- Reading text:
Senior Series Lacrosse
- Sport: Box lacrosse
- Founded: 2019
- No. of teams: 11
- Country: Canada
- Most recent champion: London TimberKings (2024)
- Most titles: Six Nations Tomahawks (2)
- Website: https://www.htosports.com/teams/?u=SENIORSERIESLACROSSE&s=lacrosse

= Senior Series Lacrosse =

Senior Series Lacrosse is a Senior C box lacrosse league based out of Ontario, Canada sanctioned by the Ontario Lacrosse Association. SSL teams compete for the Nobile Cup (named after league founder Shelly Nobile) league championship.

==History==
Formed in 2019, Senior Series Lacrosse was formed to fill a void between Senior B (full-contact, very competitive) and Masters (non-contact) box lacrosse. Senior Series Lacrosse offers players an opportunity to continue playing competitive full-contact lacrosse after Junior without the time commitment of Senior A or B levels. SSL play modified CLA rules with games taking place at a single site over a weekend. Playing multiple games on the same day, teams play two 20-minute halves instead of three periods.

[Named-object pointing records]
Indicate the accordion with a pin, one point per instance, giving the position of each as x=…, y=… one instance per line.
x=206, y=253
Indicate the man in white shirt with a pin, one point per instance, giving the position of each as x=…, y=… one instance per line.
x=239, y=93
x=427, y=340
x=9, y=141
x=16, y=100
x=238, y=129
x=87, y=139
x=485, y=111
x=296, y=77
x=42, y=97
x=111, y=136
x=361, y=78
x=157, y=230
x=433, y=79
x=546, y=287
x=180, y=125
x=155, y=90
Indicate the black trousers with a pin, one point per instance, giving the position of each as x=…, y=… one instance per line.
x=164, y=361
...
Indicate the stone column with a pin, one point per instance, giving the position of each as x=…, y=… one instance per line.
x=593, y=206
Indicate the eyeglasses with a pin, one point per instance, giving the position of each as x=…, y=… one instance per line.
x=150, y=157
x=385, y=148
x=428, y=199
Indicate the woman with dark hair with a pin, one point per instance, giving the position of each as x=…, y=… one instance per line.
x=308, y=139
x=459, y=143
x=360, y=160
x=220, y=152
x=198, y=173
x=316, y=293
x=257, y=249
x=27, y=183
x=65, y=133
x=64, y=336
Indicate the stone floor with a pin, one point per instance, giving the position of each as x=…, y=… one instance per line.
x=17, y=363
--
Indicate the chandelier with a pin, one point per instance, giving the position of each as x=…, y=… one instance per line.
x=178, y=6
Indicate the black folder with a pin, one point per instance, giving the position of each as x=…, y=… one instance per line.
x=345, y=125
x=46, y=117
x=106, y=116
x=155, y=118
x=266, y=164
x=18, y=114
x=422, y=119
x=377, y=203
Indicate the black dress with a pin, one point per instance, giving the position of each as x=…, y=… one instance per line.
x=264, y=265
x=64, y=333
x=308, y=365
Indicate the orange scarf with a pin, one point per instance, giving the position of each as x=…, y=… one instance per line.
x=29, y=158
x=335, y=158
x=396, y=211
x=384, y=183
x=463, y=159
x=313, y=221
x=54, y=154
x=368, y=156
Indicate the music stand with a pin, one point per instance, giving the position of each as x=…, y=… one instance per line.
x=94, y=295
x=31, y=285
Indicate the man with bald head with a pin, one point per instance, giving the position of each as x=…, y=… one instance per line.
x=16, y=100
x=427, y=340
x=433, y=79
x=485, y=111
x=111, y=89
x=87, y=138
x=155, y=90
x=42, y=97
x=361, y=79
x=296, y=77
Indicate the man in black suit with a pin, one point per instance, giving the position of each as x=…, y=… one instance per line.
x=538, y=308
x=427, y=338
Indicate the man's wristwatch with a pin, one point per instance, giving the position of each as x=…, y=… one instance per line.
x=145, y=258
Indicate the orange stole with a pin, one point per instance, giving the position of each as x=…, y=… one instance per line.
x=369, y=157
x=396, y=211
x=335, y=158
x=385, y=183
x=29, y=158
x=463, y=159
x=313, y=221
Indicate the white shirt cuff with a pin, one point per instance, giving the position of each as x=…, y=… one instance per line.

- Direction 1: In the Senior Series Lacrosse article, write out the passage that begins at the words "Senior Series Lacrosse is" and stops after "of three periods.", substituting "Veterans" for "Masters".
- Direction 2:
Answer these questions using the Senior Series Lacrosse article:
(a) Which body sanctions the league?
(b) After whom is the Nobile Cup named?
(c) Instead of three periods, what do teams play in a game?
- Direction 3: Extend the Senior Series Lacrosse article past its final sentence.

- Response 1:
Senior Series Lacrosse is a Senior C box lacrosse league based out of Ontario, Canada sanctioned by the Ontario Lacrosse Association. SSL teams compete for the Nobile Cup (named after league founder Shelly Nobile) league championship.

==History==
Formed in 2019, Senior Series Lacrosse was formed to fill a void between Senior B (full-contact, very competitive) and Veterans (non-contact) box lacrosse. Senior Series Lacrosse offers players an opportunity to continue playing competitive full-contact lacrosse after Junior without the time commitment of Senior A or B levels. SSL play modified CLA rules with games taking place at a single site over a weekend. Playing multiple games on the same day, teams play two 20-minute halves instead of three periods.

- Response 2:
(a) The Ontario Lacrosse Association.
(b) League founder Shelly Nobile.
(c) Two 20-minute halves.

- Response 3:
Five teams (Huntsville Hawks, Lakefield Rage, London Blue Devils, Peel Region Tigers, Six Nations Tomahawks) competed in the inaugural season playing 14 games over four weekends. Teams are seeded with the four top teams advancing to the league playoffs.

The league expanded to seven in 2020 with the addition of North Bay Titans and Toronto Lightning. Prior to the 2022 season Khaos Lacrosse Club and Wellington Aces were added to the circuit. The Aces would rename Centre Wellington for 2024.

New in 2024 were the Barrie Bearcats and Georgetown Gators. Guelph Regals and Tyendinaga Wolfpack were added for the 2025 season.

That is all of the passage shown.